# Your task
Will you restate verbatim the lines running from the line with "Identify the orange" to the end of the data, leaving out everything else?

# Exercise inputs
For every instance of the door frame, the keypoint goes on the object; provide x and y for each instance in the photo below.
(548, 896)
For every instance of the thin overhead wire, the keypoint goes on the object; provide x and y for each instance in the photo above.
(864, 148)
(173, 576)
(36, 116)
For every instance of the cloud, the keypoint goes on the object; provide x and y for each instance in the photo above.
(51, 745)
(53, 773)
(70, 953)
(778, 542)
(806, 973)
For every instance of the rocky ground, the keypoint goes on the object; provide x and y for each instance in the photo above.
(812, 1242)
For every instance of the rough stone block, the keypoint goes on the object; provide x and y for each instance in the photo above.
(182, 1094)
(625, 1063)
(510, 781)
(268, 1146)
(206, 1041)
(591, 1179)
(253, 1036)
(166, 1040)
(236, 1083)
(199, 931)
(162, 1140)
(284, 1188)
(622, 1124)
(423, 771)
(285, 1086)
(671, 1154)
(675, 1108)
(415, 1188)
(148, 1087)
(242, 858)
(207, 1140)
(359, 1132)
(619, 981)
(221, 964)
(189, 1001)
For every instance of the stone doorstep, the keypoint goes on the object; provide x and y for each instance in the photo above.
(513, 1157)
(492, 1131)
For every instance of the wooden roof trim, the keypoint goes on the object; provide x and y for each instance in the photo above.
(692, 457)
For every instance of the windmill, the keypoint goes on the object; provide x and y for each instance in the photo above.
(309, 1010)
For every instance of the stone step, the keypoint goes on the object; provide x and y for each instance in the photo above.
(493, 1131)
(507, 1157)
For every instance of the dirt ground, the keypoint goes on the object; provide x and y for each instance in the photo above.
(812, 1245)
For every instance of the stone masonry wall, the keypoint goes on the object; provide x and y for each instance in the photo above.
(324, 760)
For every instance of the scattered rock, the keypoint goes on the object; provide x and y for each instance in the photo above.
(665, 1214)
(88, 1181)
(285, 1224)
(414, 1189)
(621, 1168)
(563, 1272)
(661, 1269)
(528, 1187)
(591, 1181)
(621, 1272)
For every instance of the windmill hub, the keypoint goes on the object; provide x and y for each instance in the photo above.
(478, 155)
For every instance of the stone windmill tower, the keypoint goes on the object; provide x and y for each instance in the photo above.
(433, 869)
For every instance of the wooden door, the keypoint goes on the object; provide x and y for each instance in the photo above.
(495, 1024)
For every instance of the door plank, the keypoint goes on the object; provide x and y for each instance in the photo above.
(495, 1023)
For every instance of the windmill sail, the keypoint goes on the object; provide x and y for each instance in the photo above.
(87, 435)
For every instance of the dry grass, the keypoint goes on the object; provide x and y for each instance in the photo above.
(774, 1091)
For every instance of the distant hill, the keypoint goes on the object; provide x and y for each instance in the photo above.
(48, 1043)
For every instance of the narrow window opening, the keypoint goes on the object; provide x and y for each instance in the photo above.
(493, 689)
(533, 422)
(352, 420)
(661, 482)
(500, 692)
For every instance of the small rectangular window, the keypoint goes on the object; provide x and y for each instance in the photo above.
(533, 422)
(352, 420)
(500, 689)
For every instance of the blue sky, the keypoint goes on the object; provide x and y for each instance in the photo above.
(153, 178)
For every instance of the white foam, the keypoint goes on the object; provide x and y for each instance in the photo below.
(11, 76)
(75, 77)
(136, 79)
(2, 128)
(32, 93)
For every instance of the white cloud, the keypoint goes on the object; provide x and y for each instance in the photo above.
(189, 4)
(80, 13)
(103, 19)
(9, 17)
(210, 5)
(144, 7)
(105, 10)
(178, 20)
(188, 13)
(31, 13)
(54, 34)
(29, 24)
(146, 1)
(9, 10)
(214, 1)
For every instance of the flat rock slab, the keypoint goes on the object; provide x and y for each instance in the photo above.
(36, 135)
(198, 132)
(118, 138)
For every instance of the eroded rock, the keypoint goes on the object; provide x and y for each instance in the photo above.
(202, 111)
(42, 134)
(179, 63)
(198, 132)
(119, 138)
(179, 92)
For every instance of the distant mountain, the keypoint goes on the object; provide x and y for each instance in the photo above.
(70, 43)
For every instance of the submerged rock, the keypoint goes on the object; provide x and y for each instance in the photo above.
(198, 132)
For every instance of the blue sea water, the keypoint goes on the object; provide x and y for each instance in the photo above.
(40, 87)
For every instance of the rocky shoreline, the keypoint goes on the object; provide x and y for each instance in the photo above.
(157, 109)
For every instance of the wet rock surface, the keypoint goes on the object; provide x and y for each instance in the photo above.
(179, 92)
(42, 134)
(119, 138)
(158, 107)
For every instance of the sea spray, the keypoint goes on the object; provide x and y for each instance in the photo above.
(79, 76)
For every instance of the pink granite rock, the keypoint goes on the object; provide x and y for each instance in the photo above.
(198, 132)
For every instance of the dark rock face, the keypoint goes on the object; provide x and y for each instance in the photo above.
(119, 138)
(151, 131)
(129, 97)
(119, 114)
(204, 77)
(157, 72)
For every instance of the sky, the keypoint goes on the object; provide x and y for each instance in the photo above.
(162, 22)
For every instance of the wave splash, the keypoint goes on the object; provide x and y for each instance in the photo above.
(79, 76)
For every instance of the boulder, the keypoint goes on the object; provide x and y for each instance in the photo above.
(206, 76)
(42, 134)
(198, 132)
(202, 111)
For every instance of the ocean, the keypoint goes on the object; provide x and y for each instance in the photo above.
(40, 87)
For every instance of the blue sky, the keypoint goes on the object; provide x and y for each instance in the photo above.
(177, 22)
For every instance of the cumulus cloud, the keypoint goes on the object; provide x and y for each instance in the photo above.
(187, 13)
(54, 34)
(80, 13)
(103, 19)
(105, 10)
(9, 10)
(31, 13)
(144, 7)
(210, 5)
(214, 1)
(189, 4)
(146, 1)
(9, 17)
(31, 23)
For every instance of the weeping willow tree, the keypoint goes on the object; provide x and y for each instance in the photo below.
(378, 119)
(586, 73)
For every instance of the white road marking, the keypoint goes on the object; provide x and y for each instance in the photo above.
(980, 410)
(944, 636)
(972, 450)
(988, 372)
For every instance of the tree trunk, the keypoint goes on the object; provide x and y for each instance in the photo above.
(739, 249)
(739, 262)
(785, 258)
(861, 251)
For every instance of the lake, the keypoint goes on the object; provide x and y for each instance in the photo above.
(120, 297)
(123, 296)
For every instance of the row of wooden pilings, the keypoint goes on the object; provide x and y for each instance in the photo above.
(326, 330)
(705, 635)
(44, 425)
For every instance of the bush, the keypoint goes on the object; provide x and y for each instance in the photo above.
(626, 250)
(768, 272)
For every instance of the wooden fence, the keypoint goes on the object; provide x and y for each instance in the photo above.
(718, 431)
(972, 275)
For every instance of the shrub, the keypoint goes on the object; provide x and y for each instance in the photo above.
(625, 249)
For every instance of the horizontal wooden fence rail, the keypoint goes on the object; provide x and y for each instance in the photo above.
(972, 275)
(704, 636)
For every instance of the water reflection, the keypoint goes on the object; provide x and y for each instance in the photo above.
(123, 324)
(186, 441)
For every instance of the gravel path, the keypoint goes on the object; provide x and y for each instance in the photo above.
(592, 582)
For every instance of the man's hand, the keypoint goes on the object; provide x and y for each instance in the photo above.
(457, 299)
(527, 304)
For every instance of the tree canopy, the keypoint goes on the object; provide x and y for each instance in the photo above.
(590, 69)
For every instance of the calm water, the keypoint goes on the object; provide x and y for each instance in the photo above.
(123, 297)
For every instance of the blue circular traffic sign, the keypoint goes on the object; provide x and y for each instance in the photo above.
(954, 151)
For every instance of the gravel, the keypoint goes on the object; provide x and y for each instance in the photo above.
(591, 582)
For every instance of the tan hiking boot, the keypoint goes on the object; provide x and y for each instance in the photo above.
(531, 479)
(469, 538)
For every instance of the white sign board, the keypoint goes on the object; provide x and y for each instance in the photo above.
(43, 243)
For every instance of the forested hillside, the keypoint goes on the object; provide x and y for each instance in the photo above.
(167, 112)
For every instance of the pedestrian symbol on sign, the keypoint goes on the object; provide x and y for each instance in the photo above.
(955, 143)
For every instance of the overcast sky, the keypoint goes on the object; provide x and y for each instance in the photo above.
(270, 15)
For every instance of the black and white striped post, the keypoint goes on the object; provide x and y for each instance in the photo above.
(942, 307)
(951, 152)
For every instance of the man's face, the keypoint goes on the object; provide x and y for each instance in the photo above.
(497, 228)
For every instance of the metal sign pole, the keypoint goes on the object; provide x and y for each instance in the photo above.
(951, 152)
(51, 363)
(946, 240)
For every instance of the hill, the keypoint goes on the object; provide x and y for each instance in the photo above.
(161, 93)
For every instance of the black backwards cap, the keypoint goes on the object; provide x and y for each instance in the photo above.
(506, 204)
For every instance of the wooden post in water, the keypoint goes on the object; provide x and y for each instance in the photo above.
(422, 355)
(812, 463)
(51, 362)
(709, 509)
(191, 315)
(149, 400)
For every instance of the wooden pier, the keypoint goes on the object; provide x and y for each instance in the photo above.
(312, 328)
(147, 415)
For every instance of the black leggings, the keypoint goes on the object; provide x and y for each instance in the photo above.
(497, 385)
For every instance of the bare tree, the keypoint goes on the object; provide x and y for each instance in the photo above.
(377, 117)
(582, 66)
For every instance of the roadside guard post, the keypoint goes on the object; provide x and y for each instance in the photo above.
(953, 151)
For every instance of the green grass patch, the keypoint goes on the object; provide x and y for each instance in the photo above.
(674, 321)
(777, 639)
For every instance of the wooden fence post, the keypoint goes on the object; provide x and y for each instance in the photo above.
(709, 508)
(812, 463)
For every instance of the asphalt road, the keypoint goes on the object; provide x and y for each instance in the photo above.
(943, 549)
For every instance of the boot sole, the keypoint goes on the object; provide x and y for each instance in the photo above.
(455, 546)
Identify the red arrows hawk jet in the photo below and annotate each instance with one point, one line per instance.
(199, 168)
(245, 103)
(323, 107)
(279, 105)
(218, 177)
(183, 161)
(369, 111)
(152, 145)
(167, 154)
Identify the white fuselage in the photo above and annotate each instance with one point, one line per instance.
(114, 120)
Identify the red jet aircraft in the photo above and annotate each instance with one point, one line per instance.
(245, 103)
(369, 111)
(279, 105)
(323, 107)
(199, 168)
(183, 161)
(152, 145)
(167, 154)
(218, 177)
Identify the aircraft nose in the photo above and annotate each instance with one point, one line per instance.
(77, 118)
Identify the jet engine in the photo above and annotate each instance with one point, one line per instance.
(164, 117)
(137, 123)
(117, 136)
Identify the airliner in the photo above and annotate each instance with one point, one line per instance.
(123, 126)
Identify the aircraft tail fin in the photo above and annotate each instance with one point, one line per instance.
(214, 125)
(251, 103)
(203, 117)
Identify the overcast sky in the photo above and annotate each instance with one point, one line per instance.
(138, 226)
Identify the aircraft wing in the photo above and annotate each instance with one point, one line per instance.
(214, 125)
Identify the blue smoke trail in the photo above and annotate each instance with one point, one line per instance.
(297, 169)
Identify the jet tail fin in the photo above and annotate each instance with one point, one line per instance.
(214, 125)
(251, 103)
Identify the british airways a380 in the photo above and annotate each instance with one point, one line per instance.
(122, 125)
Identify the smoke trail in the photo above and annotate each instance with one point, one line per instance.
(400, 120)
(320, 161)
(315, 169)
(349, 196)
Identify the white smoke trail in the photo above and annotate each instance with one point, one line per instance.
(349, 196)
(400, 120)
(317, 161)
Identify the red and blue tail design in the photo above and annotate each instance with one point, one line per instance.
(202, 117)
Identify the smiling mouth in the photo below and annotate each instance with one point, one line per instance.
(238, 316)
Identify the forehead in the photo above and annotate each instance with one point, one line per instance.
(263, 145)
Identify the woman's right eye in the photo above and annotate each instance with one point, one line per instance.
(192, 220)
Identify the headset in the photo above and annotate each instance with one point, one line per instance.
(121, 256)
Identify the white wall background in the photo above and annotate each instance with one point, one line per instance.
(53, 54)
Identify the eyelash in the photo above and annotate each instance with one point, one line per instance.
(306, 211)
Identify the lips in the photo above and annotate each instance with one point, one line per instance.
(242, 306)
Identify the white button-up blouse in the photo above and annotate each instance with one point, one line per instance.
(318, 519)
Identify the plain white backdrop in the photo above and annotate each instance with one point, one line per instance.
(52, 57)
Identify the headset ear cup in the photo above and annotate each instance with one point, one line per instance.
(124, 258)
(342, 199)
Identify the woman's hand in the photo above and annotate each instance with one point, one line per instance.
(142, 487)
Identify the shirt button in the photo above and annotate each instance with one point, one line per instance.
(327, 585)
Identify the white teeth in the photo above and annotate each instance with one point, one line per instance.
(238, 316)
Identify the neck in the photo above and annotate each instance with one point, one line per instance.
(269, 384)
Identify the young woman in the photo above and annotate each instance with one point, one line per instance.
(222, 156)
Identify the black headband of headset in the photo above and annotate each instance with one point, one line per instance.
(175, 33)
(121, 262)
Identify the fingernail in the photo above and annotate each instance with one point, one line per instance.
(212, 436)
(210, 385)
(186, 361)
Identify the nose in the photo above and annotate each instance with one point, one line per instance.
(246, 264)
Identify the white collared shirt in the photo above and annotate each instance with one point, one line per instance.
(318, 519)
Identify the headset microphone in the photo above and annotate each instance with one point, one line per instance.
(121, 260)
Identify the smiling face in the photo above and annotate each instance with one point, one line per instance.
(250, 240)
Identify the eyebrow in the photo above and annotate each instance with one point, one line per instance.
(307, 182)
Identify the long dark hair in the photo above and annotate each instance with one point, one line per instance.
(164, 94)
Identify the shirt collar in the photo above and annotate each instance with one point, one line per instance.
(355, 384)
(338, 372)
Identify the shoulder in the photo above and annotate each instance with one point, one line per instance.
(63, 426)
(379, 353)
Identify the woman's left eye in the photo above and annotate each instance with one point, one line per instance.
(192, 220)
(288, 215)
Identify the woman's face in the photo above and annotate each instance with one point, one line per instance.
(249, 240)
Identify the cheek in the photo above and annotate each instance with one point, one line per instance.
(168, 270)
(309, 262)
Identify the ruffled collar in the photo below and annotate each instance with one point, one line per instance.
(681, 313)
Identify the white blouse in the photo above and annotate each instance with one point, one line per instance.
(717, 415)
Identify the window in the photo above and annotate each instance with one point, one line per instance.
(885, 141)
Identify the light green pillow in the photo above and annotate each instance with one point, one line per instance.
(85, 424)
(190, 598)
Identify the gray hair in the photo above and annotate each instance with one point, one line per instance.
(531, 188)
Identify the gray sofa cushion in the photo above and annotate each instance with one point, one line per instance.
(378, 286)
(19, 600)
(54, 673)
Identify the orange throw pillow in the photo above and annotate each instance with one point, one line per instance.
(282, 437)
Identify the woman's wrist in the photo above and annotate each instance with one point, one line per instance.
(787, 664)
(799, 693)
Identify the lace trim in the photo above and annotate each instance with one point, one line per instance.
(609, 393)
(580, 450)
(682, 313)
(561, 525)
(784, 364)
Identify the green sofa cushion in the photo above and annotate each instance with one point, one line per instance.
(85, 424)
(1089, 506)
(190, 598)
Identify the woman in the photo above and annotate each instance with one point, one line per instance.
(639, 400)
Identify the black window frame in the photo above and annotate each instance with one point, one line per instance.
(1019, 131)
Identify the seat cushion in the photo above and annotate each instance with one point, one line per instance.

# Written response
Identify the orange throw pillow in the photo above and annotate each instance with one point, one line per instance.
(282, 437)
Identify the woman's wrist in the photo above and annotate each instance with one point, one line per instance.
(787, 664)
(799, 693)
Identify the lace trim in the photo above and annotate each instance with one point, one line per instance.
(609, 393)
(580, 450)
(682, 313)
(561, 525)
(784, 364)
Identify the green sofa cushion in the photo above and annotate each instance with one point, one line per instance.
(85, 424)
(1089, 506)
(190, 598)
Identify the woman in the photo above and annotate each instance with one point, one line per instance.
(639, 400)
Identify the black window frame in the photo above and annotate each instance with one point, one line per instance.
(1019, 131)
Identify the seat cushion in the photo above and annotate each instance with one point, one line per instance.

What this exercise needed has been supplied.